The task: Nothing but the line with "Segment woman's toes." and the lines after it, through the end of the records below, is to be repeated, exactly as it is.

(Dataset entries)

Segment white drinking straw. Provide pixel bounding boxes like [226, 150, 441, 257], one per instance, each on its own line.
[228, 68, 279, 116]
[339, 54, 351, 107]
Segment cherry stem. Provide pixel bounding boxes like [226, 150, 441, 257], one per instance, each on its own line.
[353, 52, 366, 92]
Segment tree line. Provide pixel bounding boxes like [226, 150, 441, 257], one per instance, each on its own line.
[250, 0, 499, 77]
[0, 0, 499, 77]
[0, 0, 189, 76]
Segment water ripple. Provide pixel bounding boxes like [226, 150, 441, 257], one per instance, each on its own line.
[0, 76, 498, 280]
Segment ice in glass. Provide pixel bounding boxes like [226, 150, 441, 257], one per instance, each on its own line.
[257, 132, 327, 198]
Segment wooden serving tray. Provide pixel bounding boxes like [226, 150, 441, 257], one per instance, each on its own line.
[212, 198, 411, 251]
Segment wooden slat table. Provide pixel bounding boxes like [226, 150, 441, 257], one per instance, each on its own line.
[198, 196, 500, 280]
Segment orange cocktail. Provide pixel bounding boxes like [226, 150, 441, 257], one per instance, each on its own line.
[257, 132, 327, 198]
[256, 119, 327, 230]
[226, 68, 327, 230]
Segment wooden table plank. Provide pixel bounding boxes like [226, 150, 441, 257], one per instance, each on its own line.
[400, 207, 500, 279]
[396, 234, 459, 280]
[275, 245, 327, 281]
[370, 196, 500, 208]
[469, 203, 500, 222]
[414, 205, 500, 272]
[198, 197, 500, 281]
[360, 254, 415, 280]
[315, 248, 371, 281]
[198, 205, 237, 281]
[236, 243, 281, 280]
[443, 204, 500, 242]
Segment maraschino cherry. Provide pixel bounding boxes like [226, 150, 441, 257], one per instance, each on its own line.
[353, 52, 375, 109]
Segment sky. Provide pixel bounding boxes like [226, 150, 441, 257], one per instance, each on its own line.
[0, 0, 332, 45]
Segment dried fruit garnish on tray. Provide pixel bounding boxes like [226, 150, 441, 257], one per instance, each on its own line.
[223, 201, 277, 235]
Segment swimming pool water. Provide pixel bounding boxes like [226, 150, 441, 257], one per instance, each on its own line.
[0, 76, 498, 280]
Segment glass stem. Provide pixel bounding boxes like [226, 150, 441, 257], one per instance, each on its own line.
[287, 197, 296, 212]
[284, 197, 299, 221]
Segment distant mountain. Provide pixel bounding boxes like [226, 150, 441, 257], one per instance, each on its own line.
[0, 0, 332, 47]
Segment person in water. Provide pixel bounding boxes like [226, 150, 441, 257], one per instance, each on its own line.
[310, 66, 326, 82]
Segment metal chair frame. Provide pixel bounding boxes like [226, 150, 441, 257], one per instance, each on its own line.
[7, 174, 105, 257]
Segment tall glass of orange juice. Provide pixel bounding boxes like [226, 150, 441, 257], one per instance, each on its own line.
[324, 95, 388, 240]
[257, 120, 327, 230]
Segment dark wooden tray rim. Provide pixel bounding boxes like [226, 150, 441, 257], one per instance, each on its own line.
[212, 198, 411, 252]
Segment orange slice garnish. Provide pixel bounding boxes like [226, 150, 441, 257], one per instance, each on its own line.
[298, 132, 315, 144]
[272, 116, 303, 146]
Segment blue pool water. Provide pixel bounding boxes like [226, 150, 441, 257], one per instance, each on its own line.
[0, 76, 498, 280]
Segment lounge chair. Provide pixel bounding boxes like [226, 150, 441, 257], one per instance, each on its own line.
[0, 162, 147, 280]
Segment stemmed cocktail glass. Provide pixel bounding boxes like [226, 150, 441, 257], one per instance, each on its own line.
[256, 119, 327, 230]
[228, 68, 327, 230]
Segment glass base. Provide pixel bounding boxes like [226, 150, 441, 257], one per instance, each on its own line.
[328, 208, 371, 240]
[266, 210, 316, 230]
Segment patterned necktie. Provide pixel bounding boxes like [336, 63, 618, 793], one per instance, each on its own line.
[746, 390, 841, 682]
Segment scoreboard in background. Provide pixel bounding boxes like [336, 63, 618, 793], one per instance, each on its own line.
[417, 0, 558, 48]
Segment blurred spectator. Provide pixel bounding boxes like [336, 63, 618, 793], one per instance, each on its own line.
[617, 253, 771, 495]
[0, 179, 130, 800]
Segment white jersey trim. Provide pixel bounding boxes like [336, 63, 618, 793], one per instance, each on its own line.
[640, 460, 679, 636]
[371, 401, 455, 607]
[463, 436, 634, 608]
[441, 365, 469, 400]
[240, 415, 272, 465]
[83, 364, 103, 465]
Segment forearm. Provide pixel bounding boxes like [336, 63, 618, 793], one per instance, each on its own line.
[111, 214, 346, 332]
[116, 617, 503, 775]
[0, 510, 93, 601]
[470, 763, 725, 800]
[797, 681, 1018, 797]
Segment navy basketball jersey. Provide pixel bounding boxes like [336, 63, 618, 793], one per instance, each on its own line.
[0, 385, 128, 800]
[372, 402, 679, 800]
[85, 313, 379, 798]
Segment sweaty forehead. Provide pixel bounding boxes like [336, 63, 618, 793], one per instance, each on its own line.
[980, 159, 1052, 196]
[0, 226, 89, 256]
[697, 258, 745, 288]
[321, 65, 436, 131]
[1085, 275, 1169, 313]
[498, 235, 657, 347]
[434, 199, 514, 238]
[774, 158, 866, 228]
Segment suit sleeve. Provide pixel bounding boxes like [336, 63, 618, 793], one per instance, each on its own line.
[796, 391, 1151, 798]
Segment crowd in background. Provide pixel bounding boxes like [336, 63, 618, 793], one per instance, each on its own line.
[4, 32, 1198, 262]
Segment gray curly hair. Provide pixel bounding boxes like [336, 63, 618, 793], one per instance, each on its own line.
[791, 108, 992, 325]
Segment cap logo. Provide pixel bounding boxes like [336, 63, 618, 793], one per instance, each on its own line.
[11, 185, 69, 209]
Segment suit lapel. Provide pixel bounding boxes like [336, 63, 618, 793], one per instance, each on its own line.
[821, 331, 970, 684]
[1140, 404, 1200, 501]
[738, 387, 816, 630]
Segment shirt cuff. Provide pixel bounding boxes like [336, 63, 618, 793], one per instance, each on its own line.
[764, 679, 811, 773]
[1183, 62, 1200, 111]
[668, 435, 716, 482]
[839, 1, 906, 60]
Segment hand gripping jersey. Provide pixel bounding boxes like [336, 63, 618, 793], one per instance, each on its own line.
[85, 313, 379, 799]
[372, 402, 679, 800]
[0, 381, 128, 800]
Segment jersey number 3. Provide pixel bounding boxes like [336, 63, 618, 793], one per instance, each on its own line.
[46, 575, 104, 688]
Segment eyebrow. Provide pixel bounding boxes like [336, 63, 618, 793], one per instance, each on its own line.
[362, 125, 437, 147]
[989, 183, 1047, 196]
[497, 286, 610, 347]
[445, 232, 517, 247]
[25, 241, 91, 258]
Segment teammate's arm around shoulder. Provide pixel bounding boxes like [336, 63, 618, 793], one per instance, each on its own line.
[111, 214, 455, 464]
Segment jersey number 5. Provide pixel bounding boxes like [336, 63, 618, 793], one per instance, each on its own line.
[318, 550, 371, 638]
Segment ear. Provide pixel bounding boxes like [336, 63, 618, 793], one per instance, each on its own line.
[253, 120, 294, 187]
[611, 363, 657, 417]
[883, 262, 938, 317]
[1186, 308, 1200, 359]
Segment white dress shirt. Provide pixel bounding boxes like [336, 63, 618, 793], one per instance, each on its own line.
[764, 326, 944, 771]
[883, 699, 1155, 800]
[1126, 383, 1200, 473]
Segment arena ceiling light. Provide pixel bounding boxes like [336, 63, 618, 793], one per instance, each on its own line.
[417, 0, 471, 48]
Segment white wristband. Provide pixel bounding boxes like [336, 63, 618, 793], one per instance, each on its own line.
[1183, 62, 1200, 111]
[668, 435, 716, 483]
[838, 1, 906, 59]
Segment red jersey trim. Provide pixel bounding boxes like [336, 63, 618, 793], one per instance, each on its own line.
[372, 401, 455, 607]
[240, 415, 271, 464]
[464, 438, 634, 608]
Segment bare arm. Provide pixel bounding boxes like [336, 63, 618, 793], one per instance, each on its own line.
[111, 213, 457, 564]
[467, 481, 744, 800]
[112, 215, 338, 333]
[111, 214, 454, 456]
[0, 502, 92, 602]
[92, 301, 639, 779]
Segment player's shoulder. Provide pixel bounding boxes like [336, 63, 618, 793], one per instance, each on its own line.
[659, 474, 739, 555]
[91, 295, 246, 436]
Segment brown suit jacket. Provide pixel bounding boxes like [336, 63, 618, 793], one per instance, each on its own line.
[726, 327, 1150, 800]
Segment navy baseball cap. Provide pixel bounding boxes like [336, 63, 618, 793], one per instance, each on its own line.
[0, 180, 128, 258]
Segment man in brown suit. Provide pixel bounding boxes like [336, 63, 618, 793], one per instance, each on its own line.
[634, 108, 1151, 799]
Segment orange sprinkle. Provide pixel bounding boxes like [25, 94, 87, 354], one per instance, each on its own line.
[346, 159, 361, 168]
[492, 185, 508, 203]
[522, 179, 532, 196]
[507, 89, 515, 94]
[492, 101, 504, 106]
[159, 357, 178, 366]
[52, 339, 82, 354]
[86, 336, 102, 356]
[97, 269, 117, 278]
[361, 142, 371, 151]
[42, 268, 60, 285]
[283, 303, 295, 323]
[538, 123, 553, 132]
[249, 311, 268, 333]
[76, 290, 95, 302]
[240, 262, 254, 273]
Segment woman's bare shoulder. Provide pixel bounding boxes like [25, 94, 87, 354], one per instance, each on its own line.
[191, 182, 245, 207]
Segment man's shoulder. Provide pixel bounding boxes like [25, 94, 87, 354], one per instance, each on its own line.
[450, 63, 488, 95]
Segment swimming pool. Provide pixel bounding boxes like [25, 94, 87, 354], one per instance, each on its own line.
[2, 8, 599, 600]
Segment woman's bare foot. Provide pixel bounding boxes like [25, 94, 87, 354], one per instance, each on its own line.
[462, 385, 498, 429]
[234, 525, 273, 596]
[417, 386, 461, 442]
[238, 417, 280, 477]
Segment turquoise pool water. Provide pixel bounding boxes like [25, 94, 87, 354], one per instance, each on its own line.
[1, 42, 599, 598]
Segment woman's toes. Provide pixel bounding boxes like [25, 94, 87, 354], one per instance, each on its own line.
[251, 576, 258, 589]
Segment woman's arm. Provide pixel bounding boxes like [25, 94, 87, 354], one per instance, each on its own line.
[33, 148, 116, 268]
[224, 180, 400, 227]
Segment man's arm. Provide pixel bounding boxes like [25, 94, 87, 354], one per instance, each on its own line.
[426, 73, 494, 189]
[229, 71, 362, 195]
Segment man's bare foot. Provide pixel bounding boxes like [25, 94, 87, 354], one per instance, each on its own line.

Answer box:
Segment woman's toes. Provide pixel bounding boxes like [25, 94, 87, 354], one per instance, each on its own line.
[251, 576, 258, 589]
Segment woman's arm. Provide pixel bounding boxes like [25, 94, 87, 354], one per instance, each on its own line.
[33, 148, 116, 268]
[224, 180, 400, 227]
Segment man's arm. Provide pixel bounding boxes like [25, 94, 87, 354], one per instance, each on its own line.
[426, 73, 494, 189]
[229, 71, 362, 195]
Segment man's bare foot. Provide pixel bounding boxes like [25, 94, 87, 354], one per instance, each on its own line.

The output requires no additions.